### Exercise data

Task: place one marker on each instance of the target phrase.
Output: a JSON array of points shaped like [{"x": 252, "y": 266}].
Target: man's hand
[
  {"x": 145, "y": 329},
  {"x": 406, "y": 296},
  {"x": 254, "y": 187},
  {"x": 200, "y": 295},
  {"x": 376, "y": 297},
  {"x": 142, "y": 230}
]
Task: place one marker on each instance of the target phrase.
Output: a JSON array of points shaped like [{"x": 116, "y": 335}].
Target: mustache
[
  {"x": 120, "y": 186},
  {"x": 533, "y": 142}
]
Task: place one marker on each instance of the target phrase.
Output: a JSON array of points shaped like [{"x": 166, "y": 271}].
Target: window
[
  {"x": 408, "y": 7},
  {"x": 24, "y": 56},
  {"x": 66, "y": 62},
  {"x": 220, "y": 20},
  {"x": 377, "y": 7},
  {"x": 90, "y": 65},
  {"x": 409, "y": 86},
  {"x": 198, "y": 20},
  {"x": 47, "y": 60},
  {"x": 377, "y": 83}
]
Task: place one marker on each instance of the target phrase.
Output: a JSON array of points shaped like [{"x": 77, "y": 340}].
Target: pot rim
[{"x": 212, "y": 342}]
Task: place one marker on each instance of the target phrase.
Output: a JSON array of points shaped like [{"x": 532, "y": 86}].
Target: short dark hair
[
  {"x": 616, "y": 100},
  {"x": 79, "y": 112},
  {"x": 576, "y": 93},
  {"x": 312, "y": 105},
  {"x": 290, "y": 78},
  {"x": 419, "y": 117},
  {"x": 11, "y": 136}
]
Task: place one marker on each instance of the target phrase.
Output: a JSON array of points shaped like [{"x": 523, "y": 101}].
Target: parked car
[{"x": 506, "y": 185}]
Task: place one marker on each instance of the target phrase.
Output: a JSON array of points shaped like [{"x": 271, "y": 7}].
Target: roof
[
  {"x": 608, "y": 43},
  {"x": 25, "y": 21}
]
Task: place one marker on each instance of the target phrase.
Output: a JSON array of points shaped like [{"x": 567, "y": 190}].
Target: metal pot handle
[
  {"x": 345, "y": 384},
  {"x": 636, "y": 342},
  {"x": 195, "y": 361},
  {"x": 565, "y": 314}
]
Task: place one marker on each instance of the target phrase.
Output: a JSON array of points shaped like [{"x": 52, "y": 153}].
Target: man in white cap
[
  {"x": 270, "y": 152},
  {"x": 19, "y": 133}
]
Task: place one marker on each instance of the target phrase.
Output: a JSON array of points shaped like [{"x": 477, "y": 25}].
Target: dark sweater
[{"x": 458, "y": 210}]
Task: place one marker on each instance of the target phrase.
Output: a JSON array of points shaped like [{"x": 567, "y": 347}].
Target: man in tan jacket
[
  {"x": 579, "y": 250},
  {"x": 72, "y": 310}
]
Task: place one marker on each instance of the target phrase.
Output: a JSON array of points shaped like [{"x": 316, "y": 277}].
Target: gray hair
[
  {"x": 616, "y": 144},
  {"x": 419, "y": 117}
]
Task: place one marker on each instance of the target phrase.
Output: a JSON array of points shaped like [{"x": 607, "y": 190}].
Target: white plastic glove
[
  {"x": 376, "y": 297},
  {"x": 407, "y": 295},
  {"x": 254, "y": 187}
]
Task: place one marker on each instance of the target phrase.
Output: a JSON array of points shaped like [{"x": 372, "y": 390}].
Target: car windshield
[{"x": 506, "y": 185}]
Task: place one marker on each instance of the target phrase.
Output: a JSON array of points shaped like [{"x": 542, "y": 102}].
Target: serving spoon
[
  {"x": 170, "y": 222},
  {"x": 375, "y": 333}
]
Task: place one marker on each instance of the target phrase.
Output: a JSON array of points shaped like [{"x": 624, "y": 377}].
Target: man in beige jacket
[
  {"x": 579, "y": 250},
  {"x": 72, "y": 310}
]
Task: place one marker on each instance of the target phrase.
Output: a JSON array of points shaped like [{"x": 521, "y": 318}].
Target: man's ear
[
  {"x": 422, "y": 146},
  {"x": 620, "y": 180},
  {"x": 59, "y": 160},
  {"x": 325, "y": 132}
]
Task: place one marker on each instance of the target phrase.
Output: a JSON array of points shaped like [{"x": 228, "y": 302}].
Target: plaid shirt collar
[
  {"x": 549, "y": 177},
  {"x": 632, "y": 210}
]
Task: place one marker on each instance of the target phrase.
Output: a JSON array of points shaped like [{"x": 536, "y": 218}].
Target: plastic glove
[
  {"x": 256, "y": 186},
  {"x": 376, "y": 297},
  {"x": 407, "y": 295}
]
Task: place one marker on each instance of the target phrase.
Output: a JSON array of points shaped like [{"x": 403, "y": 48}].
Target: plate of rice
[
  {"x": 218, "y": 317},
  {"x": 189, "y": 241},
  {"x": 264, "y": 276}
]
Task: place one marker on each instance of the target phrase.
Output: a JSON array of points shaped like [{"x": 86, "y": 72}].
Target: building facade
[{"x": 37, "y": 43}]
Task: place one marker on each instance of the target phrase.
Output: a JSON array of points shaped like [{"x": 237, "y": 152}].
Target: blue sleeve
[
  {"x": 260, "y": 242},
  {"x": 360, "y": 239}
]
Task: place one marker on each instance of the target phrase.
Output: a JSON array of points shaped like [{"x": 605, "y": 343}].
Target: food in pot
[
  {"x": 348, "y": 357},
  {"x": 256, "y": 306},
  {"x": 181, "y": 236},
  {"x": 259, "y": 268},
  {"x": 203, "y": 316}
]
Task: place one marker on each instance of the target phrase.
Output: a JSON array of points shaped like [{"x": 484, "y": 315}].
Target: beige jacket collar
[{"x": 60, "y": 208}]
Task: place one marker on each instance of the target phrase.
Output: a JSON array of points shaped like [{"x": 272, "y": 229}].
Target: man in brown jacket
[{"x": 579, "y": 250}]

### Work to complete
Reproduce each entry from the records above, character for character.

### Expected answer
Task: place one marker on each instance of the target phrase.
Output: a JSON array of points shaped like [{"x": 252, "y": 266}].
Target: man's hand
[
  {"x": 145, "y": 329},
  {"x": 406, "y": 296},
  {"x": 254, "y": 187},
  {"x": 200, "y": 295},
  {"x": 376, "y": 297},
  {"x": 142, "y": 230}
]
Task: place one marker on each instance of the target phrase.
Output: a JSON array of points shaped like [{"x": 116, "y": 335}].
Target: mustache
[
  {"x": 120, "y": 186},
  {"x": 533, "y": 142}
]
Task: place one marker on each instance of the target phrase.
Output: a JSON array of points shaped like [{"x": 166, "y": 271}].
Target: window
[
  {"x": 408, "y": 7},
  {"x": 24, "y": 56},
  {"x": 66, "y": 62},
  {"x": 220, "y": 20},
  {"x": 377, "y": 7},
  {"x": 90, "y": 65},
  {"x": 409, "y": 86},
  {"x": 198, "y": 20},
  {"x": 47, "y": 60},
  {"x": 377, "y": 83}
]
Task: place one marker on each instance of the target phrase.
Output: a JSON array of points shaped like [{"x": 77, "y": 340}].
Target: pot rim
[{"x": 212, "y": 342}]
Task: place one marker on each instance of the target phrase.
Output: a JSON array of points shaped like [{"x": 532, "y": 86}].
Target: short dark hair
[
  {"x": 616, "y": 100},
  {"x": 79, "y": 112},
  {"x": 576, "y": 93},
  {"x": 312, "y": 105},
  {"x": 290, "y": 78},
  {"x": 419, "y": 117},
  {"x": 11, "y": 136}
]
Task: place one marker on each instance of the target phrase.
Output: a JSON array of points shaped like [{"x": 523, "y": 101}].
Target: parked car
[{"x": 506, "y": 185}]
Task: place one marker on each instance of the target phrase.
Output: a JSON array of points shaped like [{"x": 271, "y": 7}].
Target: roof
[
  {"x": 608, "y": 43},
  {"x": 25, "y": 21}
]
Task: place one marker on each instance of the target phrase.
Output: a JSON array of points shaped like [{"x": 567, "y": 190}].
Target: metal pot handle
[
  {"x": 345, "y": 384},
  {"x": 636, "y": 342},
  {"x": 195, "y": 361},
  {"x": 565, "y": 314}
]
Task: place one marker on each instance of the target phrase.
Output: a JSON array of points shaped like [{"x": 52, "y": 153}].
Target: man in white cap
[
  {"x": 270, "y": 152},
  {"x": 19, "y": 133}
]
Task: place one marker on each instance of the target phrase.
Output: a JSON array of points shaped like [{"x": 477, "y": 25}].
Target: dark sweater
[{"x": 458, "y": 210}]
Task: place one marker on each instance of the target phrase.
Output: a JSON array of points shaped like [{"x": 567, "y": 347}].
Target: man in tan jacket
[
  {"x": 579, "y": 250},
  {"x": 72, "y": 310}
]
Task: place one marker on each instance of the target phrase.
Output: a JSON array of points shaped like [{"x": 316, "y": 277}].
Target: gray hair
[
  {"x": 616, "y": 144},
  {"x": 419, "y": 117}
]
Task: place one marker on each instance of the target phrase.
Output: a JSON array of points shaped like [{"x": 607, "y": 190}].
Target: white plastic glove
[
  {"x": 376, "y": 297},
  {"x": 407, "y": 295},
  {"x": 254, "y": 187}
]
Task: place one marker on each instance of the target phrase.
Output: a JSON array of points shaped like [{"x": 372, "y": 390}].
Target: car windshield
[{"x": 506, "y": 185}]
Task: place one marker on each instance of the target phrase.
Output: a JSON array of points shaped like [{"x": 542, "y": 102}].
Target: serving spoon
[
  {"x": 170, "y": 222},
  {"x": 375, "y": 333}
]
Task: place one marker on each instance of the target phrase.
Output: a JSON array of points shaped like [{"x": 624, "y": 377}].
Target: man in beige jacket
[
  {"x": 579, "y": 250},
  {"x": 72, "y": 310}
]
Task: place one marker on each instance of the target phrase.
Output: a JSON array of points shaped like [{"x": 521, "y": 318}].
Target: man's ear
[
  {"x": 422, "y": 146},
  {"x": 620, "y": 180},
  {"x": 59, "y": 160},
  {"x": 325, "y": 132}
]
Task: place one marker on each instance of the target phrase.
Output: a JSON array of points shaped like [{"x": 228, "y": 302}].
Target: plaid shirt collar
[
  {"x": 549, "y": 177},
  {"x": 632, "y": 210}
]
Task: place one marker on each instance of the target phrase.
Output: a JSON array of points shaped like [{"x": 536, "y": 218}].
Target: plastic glove
[
  {"x": 256, "y": 186},
  {"x": 376, "y": 297},
  {"x": 407, "y": 295}
]
Task: place one marker on each instance of the target phrase.
Output: a JSON array of points shaped like [{"x": 403, "y": 48}].
Target: plate of rice
[
  {"x": 218, "y": 317},
  {"x": 189, "y": 241},
  {"x": 264, "y": 276}
]
Task: place one marker on each instance of the target phrase.
Output: a JSON array of points shaped like [{"x": 86, "y": 72}].
Target: building facade
[{"x": 37, "y": 43}]
Task: place one marker on each instance of the target phrase.
Output: a JSON array of points shaped like [{"x": 237, "y": 152}].
Target: blue sleeve
[
  {"x": 260, "y": 242},
  {"x": 360, "y": 239}
]
Task: place one marker on each instance of the target phrase.
Output: a JSON array of points shaped like [{"x": 605, "y": 343}].
Target: food in pot
[
  {"x": 348, "y": 357},
  {"x": 256, "y": 306},
  {"x": 181, "y": 236},
  {"x": 259, "y": 268},
  {"x": 203, "y": 316}
]
Task: place one marker on each instance of the target phrase.
Output: a JSON array of points shaped like [{"x": 484, "y": 315}].
Target: beige jacket collar
[{"x": 60, "y": 208}]
Task: place one marker on each instance of the target phrase.
Output: a JSON array of points shaped like [{"x": 272, "y": 229}].
Target: man in brown jacket
[{"x": 579, "y": 250}]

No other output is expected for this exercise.